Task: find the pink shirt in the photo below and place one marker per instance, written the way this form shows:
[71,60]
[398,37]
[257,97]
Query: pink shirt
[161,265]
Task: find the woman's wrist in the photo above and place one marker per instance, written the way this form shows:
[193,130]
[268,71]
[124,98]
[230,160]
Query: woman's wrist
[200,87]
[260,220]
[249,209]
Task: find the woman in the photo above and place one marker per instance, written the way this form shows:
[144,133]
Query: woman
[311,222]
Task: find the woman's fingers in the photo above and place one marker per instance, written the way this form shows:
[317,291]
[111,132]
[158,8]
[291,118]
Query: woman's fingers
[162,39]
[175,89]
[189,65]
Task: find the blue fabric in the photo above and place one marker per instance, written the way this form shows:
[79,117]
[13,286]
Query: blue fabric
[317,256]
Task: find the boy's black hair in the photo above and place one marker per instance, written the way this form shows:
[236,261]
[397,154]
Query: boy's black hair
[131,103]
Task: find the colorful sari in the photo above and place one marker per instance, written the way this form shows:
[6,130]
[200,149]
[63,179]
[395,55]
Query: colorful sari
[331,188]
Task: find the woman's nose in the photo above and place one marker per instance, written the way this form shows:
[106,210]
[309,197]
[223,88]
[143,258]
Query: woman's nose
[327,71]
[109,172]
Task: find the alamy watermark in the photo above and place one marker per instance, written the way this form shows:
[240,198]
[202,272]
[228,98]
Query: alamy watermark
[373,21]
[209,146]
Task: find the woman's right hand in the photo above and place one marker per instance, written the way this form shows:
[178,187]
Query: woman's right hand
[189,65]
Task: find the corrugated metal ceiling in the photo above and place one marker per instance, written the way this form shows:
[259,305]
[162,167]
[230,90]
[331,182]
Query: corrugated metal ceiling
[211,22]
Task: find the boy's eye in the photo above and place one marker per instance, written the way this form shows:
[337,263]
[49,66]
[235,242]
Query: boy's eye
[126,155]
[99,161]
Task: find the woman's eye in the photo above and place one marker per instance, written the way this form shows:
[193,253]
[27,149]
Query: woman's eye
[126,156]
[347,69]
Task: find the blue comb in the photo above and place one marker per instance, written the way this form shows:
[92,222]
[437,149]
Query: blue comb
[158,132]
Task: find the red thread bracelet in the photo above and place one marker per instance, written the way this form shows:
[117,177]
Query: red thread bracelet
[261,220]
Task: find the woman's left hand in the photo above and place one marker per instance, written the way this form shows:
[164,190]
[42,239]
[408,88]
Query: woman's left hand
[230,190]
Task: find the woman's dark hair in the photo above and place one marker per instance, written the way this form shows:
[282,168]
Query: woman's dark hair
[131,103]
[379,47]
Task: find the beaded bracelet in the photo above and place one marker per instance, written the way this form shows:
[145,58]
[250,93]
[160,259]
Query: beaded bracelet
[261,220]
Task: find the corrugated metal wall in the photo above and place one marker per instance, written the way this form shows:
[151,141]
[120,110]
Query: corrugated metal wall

## Your goal
Nothing may be left out or altered: reproduce the complete listing.

## Finished task
Task: find the pink shirt in the photo below and place one marker per instance, written the way this form shows:
[71,60]
[398,37]
[257,97]
Query: pink shirt
[161,265]
Task: find the woman's wrist in the photo above and place one marker per instance, written the way this form shows:
[193,130]
[268,71]
[124,98]
[230,160]
Query: woman's wrist
[200,87]
[260,220]
[249,209]
Task: find the woman in the photo above and place one marker per instance, written the way this form shows:
[144,133]
Query: woman
[311,222]
Task: find the woman's fingers in the photo above and place one marker per instance, written the way this form shows:
[317,291]
[111,132]
[158,8]
[291,118]
Query: woman's fingers
[162,39]
[175,89]
[189,65]
Task: find the blue fabric in the photo above and place one marker per instance, written the way this form shows:
[79,117]
[13,286]
Query: blue fabric
[317,256]
Task: find the boy's black hair in the photo above and place one marker per instance, written the way this form shows:
[236,261]
[397,154]
Query: boy's black hair
[131,103]
Task: find the colorful sari in the photo above and place one marker per instance, written the way this form shows:
[6,130]
[200,149]
[63,179]
[395,55]
Query: colorful sari
[331,188]
Task: find the woman's nose in the photo above and place one marker per instance, written the way this form shows:
[106,210]
[309,197]
[223,88]
[143,258]
Query: woman's nose
[327,71]
[109,172]
Task: find the alamy watermark in the photo above and place one marker per instance, written the way this form shows:
[240,198]
[202,272]
[228,98]
Query: alamy watermark
[373,21]
[209,146]
Task: find the woman's right hand in the photo above and place one marker per instance, written the way this form shows:
[178,187]
Query: woman's right hand
[189,65]
Task: find the corrugated metal ceiling in the photo above and place one marker per instance, written the way this form shows:
[259,305]
[162,167]
[230,90]
[331,182]
Query: corrugated metal ceiling
[211,22]
Task: find the boy's eye in the photo above and place one marker per instance, written the way this form shows:
[337,263]
[49,66]
[235,242]
Query: boy's eye
[126,155]
[99,161]
Task: find the woman's eye in the photo above and place one marker per instance, written the way this form shows:
[193,253]
[27,149]
Query: woman's eye
[126,156]
[347,69]
Task: find the blue comb in the photo above and place one marker per instance, written the way this form shows:
[92,222]
[437,149]
Query: blue comb
[158,132]
Task: find the red thread bracelet in the photo above and place one marker per instance, written the way this form shows:
[117,177]
Query: red thread bracelet
[261,220]
Task: find the woman's left hand in the photo above and place one marker per instance, written the way this form shows:
[164,190]
[42,239]
[408,88]
Query: woman's left hand
[230,190]
Task: find the woman's dark hair in the photo above and place one marker per instance, written the way this form shows:
[282,168]
Query: woman's dark hair
[131,103]
[379,47]
Task: find the beaded bracelet in the photo above and place one marker per instance, written the way this form shows:
[145,58]
[250,93]
[160,259]
Query: beaded bracelet
[261,220]
Task: find the corrugated metal wall in the photo above and place one marker per instance, written the way this form shows:
[151,141]
[120,110]
Query: corrugated metal wall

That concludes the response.